• _DOCUMENT EXTRACT_:
━━━━━━━━
USC junior forward Nikola Vucevic was saddled with foul trouble, so he didn’t factor in much, or at least as much as usual. He only played 27 minutes and scored seven points and grabbed five rebounds.

But it wasn’t as if his absence against California was something new for USC.

Remember, Vucevic got hammered in the jaw when these teams met in the Galen Center this season, and he was ineffective in that one, too, scoring only six points in 32 minutes in USC’s eventual 68-66 loss.
━━━━━━━━
• _RECORD LIST_:
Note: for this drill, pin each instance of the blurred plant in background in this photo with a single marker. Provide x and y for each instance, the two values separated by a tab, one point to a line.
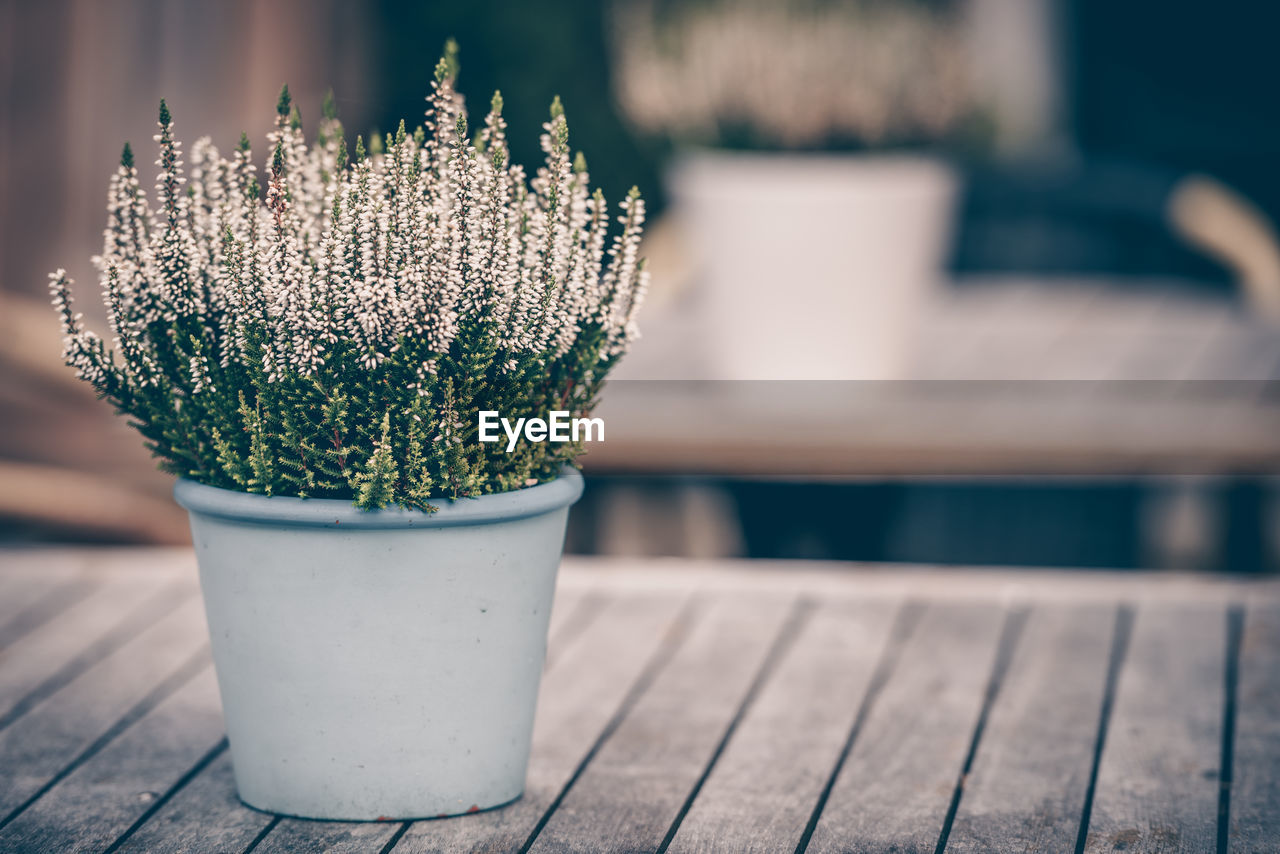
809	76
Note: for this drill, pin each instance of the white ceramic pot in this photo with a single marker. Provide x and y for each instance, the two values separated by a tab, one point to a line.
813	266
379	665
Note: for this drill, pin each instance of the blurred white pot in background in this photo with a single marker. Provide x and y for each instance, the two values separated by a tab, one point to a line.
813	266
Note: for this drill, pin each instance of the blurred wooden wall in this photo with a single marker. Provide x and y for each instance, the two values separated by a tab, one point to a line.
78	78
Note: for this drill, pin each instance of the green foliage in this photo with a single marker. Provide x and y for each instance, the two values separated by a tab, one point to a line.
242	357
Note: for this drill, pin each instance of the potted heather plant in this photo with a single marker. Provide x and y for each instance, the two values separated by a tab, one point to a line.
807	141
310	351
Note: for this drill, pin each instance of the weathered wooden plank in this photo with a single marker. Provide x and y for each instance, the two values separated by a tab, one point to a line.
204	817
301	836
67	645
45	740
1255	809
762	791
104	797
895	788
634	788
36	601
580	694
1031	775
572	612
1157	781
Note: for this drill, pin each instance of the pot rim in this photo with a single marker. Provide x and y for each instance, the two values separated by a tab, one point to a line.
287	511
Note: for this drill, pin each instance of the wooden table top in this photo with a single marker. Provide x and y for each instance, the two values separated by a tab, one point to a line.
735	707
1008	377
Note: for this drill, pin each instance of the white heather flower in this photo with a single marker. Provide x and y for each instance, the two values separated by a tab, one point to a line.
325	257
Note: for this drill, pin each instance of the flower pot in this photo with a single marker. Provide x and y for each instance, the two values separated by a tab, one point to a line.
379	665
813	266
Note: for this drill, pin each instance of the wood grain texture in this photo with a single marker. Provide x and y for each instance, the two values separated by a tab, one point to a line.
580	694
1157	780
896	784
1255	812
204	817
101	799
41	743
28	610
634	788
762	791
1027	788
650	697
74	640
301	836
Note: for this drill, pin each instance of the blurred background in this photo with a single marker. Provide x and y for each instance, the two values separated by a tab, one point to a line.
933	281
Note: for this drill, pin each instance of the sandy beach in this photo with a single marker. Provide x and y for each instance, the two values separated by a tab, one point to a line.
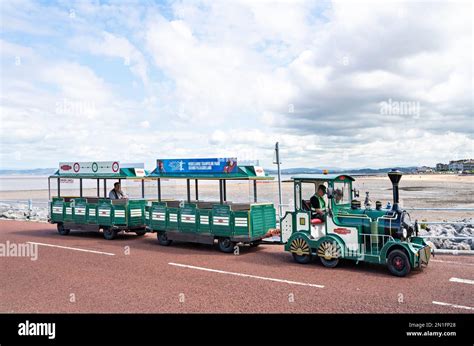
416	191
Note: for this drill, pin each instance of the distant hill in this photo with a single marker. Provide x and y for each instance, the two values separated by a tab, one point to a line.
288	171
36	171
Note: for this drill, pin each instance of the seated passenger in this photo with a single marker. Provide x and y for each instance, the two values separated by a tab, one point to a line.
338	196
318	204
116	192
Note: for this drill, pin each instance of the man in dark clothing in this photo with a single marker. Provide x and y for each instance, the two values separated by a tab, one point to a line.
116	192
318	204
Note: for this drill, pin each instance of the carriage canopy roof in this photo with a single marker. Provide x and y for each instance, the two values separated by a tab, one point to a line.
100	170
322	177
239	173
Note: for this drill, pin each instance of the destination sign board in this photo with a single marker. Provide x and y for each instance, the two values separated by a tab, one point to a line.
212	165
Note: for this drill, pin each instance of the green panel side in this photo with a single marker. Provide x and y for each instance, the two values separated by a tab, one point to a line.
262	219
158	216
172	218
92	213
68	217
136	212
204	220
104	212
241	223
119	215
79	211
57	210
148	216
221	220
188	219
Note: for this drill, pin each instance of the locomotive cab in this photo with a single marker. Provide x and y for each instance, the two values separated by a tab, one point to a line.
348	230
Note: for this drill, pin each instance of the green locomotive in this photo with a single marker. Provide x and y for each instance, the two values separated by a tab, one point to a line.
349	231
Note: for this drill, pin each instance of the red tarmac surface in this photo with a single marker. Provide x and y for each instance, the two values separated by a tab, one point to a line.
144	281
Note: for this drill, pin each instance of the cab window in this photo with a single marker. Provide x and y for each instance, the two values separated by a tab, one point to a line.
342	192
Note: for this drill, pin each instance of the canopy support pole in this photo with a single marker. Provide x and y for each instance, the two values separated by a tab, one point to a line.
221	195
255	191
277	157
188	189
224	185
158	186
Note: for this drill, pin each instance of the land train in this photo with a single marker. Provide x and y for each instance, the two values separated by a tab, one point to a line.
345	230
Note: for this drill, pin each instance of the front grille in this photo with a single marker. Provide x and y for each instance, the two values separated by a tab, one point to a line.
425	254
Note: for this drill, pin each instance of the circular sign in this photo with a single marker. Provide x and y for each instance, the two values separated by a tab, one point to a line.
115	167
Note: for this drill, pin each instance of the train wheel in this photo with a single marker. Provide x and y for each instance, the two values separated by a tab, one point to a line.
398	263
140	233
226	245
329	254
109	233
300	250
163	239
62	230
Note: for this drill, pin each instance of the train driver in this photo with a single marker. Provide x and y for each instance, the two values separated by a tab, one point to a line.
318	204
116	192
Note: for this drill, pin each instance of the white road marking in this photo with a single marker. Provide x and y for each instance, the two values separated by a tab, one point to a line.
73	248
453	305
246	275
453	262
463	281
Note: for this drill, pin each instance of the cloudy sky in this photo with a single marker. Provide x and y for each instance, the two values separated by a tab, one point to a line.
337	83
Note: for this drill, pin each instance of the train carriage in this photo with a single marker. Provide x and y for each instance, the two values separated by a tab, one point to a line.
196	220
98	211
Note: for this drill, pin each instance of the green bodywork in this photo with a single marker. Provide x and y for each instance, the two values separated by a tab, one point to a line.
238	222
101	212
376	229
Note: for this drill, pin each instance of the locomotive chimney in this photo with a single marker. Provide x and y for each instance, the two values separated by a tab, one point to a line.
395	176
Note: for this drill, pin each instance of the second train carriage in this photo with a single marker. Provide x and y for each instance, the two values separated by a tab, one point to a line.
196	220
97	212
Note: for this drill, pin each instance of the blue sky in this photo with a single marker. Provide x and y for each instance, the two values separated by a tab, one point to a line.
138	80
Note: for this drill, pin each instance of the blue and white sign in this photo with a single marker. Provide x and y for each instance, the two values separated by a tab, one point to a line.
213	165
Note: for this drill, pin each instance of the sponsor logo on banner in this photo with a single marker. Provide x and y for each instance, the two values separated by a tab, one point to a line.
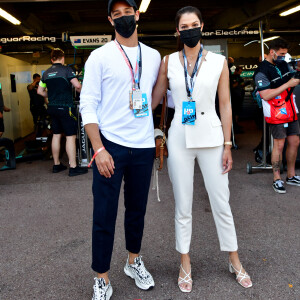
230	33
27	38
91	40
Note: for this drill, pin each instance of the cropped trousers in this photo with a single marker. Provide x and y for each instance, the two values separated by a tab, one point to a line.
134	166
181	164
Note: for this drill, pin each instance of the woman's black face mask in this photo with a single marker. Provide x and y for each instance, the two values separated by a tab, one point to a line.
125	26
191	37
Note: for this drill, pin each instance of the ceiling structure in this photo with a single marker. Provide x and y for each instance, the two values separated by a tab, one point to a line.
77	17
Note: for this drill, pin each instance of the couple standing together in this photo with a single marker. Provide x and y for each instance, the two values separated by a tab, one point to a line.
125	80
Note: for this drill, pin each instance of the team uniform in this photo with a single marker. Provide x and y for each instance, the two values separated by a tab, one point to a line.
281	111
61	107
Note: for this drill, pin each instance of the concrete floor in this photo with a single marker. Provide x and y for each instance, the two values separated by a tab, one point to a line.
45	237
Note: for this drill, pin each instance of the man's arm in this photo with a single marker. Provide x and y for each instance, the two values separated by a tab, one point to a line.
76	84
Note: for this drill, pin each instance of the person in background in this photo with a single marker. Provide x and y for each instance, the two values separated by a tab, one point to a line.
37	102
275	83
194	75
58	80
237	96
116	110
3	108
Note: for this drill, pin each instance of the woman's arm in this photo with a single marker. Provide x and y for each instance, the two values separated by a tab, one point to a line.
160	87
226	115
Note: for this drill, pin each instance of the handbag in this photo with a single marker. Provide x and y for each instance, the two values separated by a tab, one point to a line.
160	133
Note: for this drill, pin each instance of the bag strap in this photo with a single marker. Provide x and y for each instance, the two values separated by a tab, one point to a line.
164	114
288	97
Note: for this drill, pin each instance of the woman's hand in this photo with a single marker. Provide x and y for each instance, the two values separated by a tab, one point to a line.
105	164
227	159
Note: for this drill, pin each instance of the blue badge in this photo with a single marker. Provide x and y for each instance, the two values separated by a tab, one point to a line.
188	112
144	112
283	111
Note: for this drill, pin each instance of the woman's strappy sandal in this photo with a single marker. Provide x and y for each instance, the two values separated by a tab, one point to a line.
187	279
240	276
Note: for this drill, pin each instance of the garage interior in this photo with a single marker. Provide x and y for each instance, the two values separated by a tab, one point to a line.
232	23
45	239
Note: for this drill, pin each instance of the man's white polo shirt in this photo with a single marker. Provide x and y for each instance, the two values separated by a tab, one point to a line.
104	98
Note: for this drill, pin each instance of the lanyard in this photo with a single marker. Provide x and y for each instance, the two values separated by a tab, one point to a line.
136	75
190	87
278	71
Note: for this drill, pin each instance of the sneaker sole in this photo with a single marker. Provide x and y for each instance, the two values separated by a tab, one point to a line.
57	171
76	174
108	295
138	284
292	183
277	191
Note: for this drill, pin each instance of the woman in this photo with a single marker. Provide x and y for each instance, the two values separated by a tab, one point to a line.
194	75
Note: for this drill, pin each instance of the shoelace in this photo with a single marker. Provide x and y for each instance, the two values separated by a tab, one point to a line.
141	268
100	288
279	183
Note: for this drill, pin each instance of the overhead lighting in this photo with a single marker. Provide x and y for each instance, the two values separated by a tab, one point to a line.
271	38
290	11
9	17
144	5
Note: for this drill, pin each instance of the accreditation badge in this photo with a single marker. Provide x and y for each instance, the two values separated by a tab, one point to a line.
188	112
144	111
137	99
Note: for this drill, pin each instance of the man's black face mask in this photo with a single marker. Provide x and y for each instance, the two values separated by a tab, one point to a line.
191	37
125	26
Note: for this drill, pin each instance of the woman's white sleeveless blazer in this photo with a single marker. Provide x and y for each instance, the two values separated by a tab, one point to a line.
━━━━━━━━
• _CHALLENGES_:
[1] In the USC basketball excerpt, what was the final score of USC's loss when the teams met in the Galen Center this season?
[2] From the USC basketball excerpt, extract the stretch from "But it wasn’t" through "eventual 68-66 loss.".
[3] Pick up the USC basketball report where it stops and keep writing.

• _RESULTS OF THE EXERCISE_:
[1] USC lost 68-66.

[2]
But it wasn’t as if his absence against California was something new for USC.

Remember, Vucevic got hammered in the jaw when these teams met in the Galen Center this season, and he was ineffective in that one, too, scoring only six points in 32 minutes in USC’s eventual 68-66 loss.

[3]
In this one, here’s how Vucevic explained why Cal’s defense was so effective:

‘They came and double-teamed me late and I couldn’t do my moves and I didn’t have a lot of space to do my moves,’ he said. ‘I was frustrated because I wanted to be on the floor and help my team, but at the end of the day we won and that’s all that matters, so I don’t care what I do.’

With him out, the guy who more than stepped up was USC senior forward Alex Stepheson, whom California Coach Mike Montgomery later deemed a ‘monster’ after the 6-foot-10, 250-pound former North Hollywood Harvard-Westlake star scored 14 points and grabbed a career-high tying 16 rebounds.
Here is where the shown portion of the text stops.